— WORK INSTRUCTIONS —
Transcribe the data that follows precisely, omitting nothing.

— LISTED RECORDS —
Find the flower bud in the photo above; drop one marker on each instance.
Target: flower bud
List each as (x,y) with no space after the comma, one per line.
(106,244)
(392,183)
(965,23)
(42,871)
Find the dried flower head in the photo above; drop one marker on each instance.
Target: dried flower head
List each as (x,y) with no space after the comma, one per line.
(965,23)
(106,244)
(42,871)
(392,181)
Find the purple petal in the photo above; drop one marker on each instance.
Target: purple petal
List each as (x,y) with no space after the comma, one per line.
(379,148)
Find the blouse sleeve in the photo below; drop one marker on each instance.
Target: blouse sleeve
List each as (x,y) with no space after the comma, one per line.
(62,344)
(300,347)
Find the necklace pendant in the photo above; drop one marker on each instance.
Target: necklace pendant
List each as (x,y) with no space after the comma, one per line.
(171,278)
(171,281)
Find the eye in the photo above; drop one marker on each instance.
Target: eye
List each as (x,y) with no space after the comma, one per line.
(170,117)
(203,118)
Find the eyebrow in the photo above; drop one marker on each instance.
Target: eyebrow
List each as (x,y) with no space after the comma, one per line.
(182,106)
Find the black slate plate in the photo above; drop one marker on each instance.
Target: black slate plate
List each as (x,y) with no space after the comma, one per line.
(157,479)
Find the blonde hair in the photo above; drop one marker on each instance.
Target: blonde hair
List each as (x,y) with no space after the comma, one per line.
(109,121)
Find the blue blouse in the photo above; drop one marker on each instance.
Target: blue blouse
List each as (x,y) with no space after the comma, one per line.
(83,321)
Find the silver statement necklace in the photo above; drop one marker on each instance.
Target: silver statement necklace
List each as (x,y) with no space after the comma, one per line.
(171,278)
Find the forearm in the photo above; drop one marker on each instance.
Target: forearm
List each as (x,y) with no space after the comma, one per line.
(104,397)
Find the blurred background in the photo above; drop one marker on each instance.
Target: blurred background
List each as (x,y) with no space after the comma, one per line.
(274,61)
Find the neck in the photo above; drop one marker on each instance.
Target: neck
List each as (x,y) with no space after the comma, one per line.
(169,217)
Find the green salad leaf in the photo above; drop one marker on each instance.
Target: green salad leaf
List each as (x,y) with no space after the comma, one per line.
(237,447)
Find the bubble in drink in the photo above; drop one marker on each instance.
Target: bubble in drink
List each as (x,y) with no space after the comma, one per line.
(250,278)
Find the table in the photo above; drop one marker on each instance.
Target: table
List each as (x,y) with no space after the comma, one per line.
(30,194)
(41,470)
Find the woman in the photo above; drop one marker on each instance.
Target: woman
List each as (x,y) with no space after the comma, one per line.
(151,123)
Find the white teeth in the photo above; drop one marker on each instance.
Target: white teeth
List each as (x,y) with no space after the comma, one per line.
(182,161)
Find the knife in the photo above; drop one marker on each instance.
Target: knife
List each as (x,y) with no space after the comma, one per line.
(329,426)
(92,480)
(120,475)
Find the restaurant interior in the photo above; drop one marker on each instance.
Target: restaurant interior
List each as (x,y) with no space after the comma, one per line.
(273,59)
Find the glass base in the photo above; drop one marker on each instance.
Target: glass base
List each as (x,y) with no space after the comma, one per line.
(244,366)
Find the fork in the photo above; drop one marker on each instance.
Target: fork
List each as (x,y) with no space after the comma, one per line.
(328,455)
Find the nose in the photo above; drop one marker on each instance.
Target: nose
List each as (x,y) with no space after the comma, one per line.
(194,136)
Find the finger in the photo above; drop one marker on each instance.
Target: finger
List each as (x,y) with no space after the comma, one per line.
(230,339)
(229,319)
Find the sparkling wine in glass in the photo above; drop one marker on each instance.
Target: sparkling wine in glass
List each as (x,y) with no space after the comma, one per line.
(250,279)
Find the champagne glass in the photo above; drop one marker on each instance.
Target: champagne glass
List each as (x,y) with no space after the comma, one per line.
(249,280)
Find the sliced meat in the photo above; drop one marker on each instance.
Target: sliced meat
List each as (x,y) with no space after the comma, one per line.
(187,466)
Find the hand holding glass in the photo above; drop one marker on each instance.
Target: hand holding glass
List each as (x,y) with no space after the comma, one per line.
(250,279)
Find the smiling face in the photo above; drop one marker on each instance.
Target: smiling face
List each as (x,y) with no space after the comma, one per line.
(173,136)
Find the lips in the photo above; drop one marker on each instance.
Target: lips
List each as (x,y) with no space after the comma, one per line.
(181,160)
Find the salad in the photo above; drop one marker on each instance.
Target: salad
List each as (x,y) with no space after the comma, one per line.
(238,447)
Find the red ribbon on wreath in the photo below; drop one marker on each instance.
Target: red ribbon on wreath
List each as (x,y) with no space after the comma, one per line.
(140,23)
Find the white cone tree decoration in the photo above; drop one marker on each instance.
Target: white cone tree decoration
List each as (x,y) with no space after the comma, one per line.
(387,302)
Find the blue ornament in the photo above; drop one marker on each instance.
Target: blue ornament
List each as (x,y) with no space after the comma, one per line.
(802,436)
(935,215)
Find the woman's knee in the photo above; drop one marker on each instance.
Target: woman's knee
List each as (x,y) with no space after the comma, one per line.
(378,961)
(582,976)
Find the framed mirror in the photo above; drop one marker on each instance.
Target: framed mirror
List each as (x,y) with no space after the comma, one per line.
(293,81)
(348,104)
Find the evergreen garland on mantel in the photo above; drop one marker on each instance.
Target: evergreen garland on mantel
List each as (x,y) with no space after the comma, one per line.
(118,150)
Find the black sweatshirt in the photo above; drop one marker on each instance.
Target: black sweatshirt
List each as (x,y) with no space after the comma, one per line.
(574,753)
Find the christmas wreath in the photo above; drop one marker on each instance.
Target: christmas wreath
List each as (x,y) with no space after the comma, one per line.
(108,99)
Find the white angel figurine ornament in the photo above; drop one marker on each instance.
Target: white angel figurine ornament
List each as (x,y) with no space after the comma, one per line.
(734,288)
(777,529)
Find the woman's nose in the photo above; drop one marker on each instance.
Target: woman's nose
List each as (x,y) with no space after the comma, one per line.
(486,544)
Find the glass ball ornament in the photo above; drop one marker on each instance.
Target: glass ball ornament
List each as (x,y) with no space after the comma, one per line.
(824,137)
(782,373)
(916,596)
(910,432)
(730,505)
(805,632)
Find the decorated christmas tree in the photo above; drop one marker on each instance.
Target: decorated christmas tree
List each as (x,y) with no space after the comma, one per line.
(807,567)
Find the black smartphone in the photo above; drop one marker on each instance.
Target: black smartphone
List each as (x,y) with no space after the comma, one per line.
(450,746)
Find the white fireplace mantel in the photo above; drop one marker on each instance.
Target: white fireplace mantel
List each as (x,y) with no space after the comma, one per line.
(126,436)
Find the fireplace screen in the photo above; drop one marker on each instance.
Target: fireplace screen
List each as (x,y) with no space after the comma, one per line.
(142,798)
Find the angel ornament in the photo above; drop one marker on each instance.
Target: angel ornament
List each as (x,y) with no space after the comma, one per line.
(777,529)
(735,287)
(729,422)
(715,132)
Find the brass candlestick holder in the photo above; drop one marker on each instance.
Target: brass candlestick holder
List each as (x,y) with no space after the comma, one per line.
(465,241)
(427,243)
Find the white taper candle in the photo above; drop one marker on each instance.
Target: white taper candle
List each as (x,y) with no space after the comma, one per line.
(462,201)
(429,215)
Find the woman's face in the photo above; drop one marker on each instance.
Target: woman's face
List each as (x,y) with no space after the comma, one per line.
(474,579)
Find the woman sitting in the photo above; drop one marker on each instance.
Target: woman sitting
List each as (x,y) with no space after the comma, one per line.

— COMPLETED TASK —
Find the flower bud in the photo above; drop one marker on each instance.
Target: flower bud
List each as (x,y) with no space after the comma, one per line.
(106,244)
(392,183)
(965,23)
(42,871)
Find the dried flower head in the photo above; drop one marker on each instance.
Target: dried flower head
List each as (x,y) with no space after the comma, one per line.
(965,23)
(106,244)
(42,871)
(392,181)
Find the purple petal in the photo above; drop one marker on each instance.
Target: purple petal
List each as (x,y) with no space after the comma, one per line.
(379,148)
Find the blouse sleeve in the photo below; drop one marker on each instance.
Target: blouse sleeve
List each as (x,y) with no space after the comma, one per line.
(62,344)
(300,347)
Find the necklace pendant in the photo above; drop one marker on each instance.
Target: necklace pendant
List each as (x,y) with no space after the comma, one per line.
(171,278)
(171,281)
Find the eye in the photo above; drop one marker on each instance.
Target: eye
List each as (x,y) with no space after the comma, one per line.
(170,117)
(203,118)
Find the eyebrow in the photo above; drop one marker on each instance.
Target: eyebrow
List each as (x,y) with no space after the comma, one per line.
(182,106)
Find the black slate plate in the photo above; drop one marker on each instance.
Target: black slate plate
List each as (x,y) with no space after the comma, one per line.
(157,479)
Find the blonde hair in the photo above; drop one marker on each instance.
Target: blonde hair
List each as (x,y) with no space after the comma, one per line.
(109,121)
Find the blue blouse in the photo above; drop one marker on each instance.
Target: blue blouse
List each as (x,y) with no space after the comma, one per line.
(83,321)
Find the silver statement necklace in the photo above; drop one marker on each instance.
Target: silver statement necklace
List each as (x,y) with no space after the comma, one per line.
(171,278)
Find the forearm in the photo above; drop one marker on each instance.
Target: forearm
List each as (x,y) with no space after the comma, one per line.
(104,397)
Find the blurred background in the photo above; drop one marker on each instance.
Target: blurred background
List each as (x,y) with no space after the comma, one per line.
(274,61)
Find the neck in the photo above; drop one marker on each instance.
Target: neck
List each as (x,y) with no space after the comma, one per line.
(169,217)
Find the green salad leaf in the photo above; drop one marker on each instance.
Target: green salad leaf
List each as (x,y) with no space after the comma, one per line.
(237,447)
Find the bubble in drink in the photo above; drop one marker on each instance.
Target: bubble in drink
List each as (x,y) with no space after the comma, one per line.
(250,278)
Find the table in the photo above; drop one marker on each instance.
Target: table
List each as (x,y) with no space after the comma, one per line.
(30,194)
(41,470)
Find the woman in the photo above; drop one marker on each instance.
Target: woman
List each as (x,y) with no space after the comma, one per line.
(151,123)
Find the white teeth in the photo above; drop one marker on each instance.
Target: white teeth
List each as (x,y) with no space after the comma, one per line.
(182,161)
Find the knife in the photo above; drop one marker on each instance.
Target: knife
List each as (x,y) with no space after the comma, one per line.
(329,426)
(92,480)
(120,475)
Find the restaurant interior in the photo above; drop one marker on each instance.
Target: restaurant interior
List each as (x,y) with no space after the comma, one per line.
(273,59)
Find the glass base in the photo above; drop one marker on each instance.
Target: glass base
List each as (x,y) with no space after the comma, one per line.
(244,366)
Find the fork in the photo above; drop one marker on each instance.
Target: fork
List each as (x,y) with no space after the comma, one per line.
(328,455)
Find the nose in the photo above; drop one marker on each instance.
Target: nose
List each as (x,y) with no space after the comma, one per line.
(194,136)
Find the finger in the photo above; drop one marker on each instance.
Target: finger
List each as (x,y) with no space after the comma, one per line.
(230,339)
(229,319)
Find the sparkling wine in glass in the photo above; drop one marker on each instance.
Target: sparkling wine in glass
List each as (x,y) with no space after the comma, one per line.
(250,279)
Find the champagne glass in the photo above; drop one marker on each instance.
Target: champagne glass
List each as (x,y) with no space after the comma, one per line.
(249,280)
Find the sliced meat in the photo above; drop one marker on each instance.
Target: sliced meat
List each as (x,y) with no space after the comma, one per line.
(187,466)
Find the hand holding glass in the photo above; drop one marker on each instance.
Target: hand holding glass
List each as (x,y) with no space after the comma, one per line.
(250,279)
Find the smiling face in the photo above; drop one marker on each instance.
Target: smiling face
List each as (x,y) with no space after the comma, one per line.
(173,136)
Find the lips in the photo above; drop one marker on each instance.
Target: lips
List each as (x,y) with no space after the comma, one per line.
(181,160)
Find the salad in the photo above; drop one marker on each instance.
Target: salad
List each as (x,y) with no space after the comma, one per line.
(238,447)
Find the red ribbon on wreath in the photo below; drop one marker on each instance.
Target: red ribbon on wreath
List each as (x,y) with no space after the comma, one per line.
(140,23)
Find the white cone tree decoration in the photo above; drop one marker on each instance.
Target: white cone tree decoration
List each as (x,y) with no space after the comma, one per line.
(387,302)
Find the blue ornament in the photo above; drop one marker on each instance.
Target: blue ornament
List each as (x,y) with no space after the comma, one per line.
(802,436)
(935,215)
Find the woman's knee in the photo above; drop one marker on each instance.
Target: woman's knee
List each as (x,y) with no space after the comma, one per line.
(378,961)
(582,976)
Find the framed mirror in the photo above; drop one marker on each instance.
Target: framed mirror
List each as (x,y) with no space after the comma, one per line.
(293,81)
(348,104)
Find the evergreen garland on mantel in the photo above; drop one marker on each instance.
Target: evergreen garland on mantel
List each as (x,y) with no space after the comma, one per line.
(118,150)
Find the black sweatshirt in the photo above; drop one marker on each instance.
Target: black sweatshirt
List each as (x,y) with no space after the comma, one per line.
(574,753)
Find the christmas wreath in the photo above; drop one marker on each instance.
Target: christmas wreath
List each as (x,y) with no space after the comma, one per line.
(108,99)
Find the white angel figurine ornament in the photo above; drop one marker on each instance.
Target: white angel figurine ornament
List each as (x,y) with no space after the comma, one per line.
(734,288)
(777,529)
Find the woman's nose in the photo above; drop one marker on each instance.
Target: woman's nose
List each as (x,y) with no space after the comma, one per line.
(486,544)
Find the glass ball ornament in the photo above; drop one marker on each instance.
Target: glass ball ornament
List each as (x,y) with no space after the comma, one per line.
(824,137)
(782,373)
(916,596)
(910,432)
(730,505)
(805,632)
Find the decorated christmas tree in the photo above; drop one marker on each instance.
Target: decorated christmas tree
List each as (x,y) with no space after the comma, one per line.
(807,567)
Find the black smartphone in the photo above; drop one marker on each instance.
Target: black smartphone
List each as (x,y) with no space after the comma, one per line.
(450,746)
Find the white fireplace mantel in the photo above; drop one marker on each instance.
Target: white fireplace mantel
List each as (x,y) with no space after the comma, one per line.
(126,436)
Find the fireplace screen in the photo above; drop one marker on each instance.
Target: fireplace screen
List each as (x,y) with no space after the comma, one per line.
(142,798)
Find the angel ornament in the photo above; drop one marker on each instance.
Target: angel ornament
List each as (x,y) with no space after the comma, one per line.
(777,529)
(735,287)
(729,422)
(715,132)
Find the brass candlestick holder in the photo above; drop one marker on each instance.
Target: brass candlestick holder
List each as (x,y) with no space after the comma, one per line.
(465,241)
(427,243)
Find the white taper candle in the photo above; drop one marker on each instance.
Target: white taper candle
List each as (x,y) with no space after the comma, one per line.
(462,201)
(429,215)
Find the woman's face in the photo above; drop one marker on each instance.
Target: woman's face
List each as (x,y) with no space after the comma, one per line.
(474,579)
Find the woman sitting in the photo above; drop one marker on each instance.
Target: woman sitting
List each as (x,y) with no space after the comma, one per line.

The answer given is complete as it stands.